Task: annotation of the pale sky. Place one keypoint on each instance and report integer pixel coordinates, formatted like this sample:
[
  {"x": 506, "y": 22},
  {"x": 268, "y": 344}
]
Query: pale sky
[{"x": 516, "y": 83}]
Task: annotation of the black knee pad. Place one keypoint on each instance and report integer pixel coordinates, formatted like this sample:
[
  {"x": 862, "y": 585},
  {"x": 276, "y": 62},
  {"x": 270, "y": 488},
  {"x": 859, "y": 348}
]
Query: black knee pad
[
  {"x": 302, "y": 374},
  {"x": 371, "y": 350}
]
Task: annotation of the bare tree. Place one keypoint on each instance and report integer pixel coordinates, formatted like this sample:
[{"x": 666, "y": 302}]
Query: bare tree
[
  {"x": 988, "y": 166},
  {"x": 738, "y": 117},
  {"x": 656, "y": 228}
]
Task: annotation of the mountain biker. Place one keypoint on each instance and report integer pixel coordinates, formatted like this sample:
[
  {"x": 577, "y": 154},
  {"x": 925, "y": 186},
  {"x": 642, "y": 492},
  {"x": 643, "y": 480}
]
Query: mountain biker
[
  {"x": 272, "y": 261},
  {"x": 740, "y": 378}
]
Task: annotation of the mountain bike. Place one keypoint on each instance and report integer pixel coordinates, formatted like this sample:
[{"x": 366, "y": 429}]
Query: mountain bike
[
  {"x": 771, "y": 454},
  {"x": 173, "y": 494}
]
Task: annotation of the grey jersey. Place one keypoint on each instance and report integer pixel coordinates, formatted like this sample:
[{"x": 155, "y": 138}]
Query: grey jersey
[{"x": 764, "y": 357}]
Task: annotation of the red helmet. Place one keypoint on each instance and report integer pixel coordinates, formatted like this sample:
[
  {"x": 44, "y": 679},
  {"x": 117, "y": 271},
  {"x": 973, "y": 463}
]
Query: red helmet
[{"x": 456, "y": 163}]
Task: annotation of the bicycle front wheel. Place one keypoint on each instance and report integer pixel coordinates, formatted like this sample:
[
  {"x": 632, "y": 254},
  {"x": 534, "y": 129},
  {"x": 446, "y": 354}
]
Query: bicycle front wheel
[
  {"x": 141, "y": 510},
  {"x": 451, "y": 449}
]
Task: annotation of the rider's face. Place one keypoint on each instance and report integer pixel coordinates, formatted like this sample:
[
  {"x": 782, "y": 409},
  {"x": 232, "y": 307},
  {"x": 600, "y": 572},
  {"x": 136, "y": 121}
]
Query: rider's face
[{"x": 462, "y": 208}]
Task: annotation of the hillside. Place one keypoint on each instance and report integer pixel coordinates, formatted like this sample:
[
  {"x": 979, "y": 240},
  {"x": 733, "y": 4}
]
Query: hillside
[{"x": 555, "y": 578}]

----------------------------------------

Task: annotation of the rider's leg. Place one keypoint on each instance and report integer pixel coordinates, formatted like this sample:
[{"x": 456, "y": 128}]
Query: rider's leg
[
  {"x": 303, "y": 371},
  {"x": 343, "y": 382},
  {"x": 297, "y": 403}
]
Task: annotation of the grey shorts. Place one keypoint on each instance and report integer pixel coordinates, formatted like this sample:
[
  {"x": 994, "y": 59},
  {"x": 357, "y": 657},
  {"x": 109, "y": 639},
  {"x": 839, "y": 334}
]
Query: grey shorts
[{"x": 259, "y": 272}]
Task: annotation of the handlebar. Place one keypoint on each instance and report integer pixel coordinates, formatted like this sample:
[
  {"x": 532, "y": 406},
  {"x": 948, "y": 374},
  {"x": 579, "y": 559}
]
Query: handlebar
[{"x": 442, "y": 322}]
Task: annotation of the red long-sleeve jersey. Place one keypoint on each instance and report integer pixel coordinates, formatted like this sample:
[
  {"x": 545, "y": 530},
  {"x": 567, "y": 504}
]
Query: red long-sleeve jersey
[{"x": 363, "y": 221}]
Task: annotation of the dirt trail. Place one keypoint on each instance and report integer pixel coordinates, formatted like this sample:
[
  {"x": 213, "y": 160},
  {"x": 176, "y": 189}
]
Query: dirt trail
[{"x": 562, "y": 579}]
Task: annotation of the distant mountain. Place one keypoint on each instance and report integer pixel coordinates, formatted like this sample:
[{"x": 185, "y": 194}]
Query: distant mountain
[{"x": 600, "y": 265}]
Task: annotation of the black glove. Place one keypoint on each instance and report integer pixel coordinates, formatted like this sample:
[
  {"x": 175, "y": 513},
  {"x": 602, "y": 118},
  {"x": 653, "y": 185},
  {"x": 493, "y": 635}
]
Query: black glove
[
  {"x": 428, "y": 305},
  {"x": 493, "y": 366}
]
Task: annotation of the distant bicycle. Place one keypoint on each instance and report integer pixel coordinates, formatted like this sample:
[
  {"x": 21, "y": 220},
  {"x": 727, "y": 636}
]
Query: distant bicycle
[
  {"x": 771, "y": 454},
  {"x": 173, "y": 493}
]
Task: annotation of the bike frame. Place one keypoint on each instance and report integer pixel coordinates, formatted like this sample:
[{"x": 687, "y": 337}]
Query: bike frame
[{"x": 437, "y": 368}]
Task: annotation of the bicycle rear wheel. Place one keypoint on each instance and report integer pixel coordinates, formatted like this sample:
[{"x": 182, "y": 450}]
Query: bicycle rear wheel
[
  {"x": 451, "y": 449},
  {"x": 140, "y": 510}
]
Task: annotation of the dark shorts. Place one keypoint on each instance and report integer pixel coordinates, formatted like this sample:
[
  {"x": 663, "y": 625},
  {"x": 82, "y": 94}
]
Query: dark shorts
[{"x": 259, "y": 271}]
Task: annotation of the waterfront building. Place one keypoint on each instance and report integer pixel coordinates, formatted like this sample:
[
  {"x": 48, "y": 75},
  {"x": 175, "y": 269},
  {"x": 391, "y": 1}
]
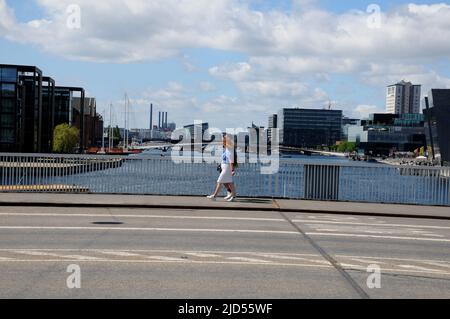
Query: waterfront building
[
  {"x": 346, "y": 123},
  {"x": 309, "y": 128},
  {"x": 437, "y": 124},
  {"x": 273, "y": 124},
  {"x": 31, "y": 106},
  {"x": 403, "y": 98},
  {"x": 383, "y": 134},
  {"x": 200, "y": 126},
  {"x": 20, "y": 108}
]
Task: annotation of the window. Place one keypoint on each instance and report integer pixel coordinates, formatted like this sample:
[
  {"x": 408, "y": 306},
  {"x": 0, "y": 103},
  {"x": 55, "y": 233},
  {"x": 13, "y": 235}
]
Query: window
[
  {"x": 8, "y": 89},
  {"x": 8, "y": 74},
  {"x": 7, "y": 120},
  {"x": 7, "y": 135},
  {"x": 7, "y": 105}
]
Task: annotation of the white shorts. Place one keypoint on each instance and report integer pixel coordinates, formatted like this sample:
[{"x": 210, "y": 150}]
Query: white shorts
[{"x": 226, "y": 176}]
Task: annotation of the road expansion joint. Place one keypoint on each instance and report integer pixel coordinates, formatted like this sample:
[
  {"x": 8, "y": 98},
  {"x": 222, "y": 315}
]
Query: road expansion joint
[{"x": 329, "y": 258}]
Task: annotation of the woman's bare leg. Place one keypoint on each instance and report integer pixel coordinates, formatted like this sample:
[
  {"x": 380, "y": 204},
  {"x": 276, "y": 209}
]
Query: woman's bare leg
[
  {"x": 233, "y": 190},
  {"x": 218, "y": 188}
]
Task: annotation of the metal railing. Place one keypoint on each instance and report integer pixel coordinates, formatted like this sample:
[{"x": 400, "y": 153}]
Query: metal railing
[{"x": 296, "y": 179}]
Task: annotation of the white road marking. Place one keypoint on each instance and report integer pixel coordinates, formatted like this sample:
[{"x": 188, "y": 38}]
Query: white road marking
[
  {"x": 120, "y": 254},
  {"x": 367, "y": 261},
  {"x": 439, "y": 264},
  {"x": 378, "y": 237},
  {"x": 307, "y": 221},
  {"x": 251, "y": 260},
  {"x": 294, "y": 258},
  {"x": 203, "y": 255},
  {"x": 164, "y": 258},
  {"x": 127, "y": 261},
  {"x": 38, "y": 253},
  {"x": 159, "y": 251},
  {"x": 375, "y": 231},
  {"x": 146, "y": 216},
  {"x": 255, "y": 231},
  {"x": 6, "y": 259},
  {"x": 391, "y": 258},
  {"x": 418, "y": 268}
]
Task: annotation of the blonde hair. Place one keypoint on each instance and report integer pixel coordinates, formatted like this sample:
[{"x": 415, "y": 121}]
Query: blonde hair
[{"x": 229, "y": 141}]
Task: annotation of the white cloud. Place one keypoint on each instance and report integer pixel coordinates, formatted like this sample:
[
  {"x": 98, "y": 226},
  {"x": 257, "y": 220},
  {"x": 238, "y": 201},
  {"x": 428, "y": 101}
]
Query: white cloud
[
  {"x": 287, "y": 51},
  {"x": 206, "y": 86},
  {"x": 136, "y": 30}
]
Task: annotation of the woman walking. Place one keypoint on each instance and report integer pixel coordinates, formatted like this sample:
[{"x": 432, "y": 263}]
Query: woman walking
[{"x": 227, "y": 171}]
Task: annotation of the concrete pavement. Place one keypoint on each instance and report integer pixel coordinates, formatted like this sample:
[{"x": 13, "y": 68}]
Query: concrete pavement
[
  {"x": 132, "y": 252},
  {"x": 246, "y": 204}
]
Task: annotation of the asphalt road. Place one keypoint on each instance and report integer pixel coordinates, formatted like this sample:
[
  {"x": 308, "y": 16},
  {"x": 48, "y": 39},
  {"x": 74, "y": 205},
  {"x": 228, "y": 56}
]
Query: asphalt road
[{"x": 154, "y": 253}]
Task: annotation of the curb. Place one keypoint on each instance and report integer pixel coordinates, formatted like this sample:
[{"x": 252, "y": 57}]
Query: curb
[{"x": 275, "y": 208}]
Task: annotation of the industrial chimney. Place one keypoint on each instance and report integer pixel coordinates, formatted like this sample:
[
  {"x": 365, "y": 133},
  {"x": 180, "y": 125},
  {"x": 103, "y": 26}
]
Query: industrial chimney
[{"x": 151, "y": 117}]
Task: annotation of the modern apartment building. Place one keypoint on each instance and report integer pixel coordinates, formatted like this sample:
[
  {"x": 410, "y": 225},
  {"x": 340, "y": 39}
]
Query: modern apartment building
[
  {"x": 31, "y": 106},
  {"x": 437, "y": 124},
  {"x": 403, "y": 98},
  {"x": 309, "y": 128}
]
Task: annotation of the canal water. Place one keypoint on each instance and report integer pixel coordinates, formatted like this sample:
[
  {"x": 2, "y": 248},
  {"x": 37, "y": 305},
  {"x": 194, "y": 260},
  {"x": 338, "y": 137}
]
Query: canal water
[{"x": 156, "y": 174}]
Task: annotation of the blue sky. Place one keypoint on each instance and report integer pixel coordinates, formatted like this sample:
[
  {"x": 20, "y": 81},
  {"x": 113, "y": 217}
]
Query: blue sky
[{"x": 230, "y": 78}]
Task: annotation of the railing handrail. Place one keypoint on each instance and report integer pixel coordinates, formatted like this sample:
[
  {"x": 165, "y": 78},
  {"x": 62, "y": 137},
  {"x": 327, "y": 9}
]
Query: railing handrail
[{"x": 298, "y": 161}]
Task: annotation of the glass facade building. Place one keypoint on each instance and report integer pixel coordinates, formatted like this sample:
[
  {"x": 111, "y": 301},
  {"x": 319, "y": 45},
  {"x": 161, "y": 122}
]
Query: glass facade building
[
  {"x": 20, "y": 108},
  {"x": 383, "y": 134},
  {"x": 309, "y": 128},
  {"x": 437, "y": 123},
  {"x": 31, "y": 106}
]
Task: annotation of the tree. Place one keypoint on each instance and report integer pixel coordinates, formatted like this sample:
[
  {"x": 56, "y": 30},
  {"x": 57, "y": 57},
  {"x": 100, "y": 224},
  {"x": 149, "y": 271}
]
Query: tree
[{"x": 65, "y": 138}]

----------------------------------------

— EXERCISE INSTRUCTIONS —
Pick out every line in the records above that contains the string "frame", and copy each one in full. Case counts.

— WRITTEN RESPONSE —
Task: annotation of the bike frame. Place one keypoint on each instance and report integer pixel coordinates, formatted like this sample:
Query: bike frame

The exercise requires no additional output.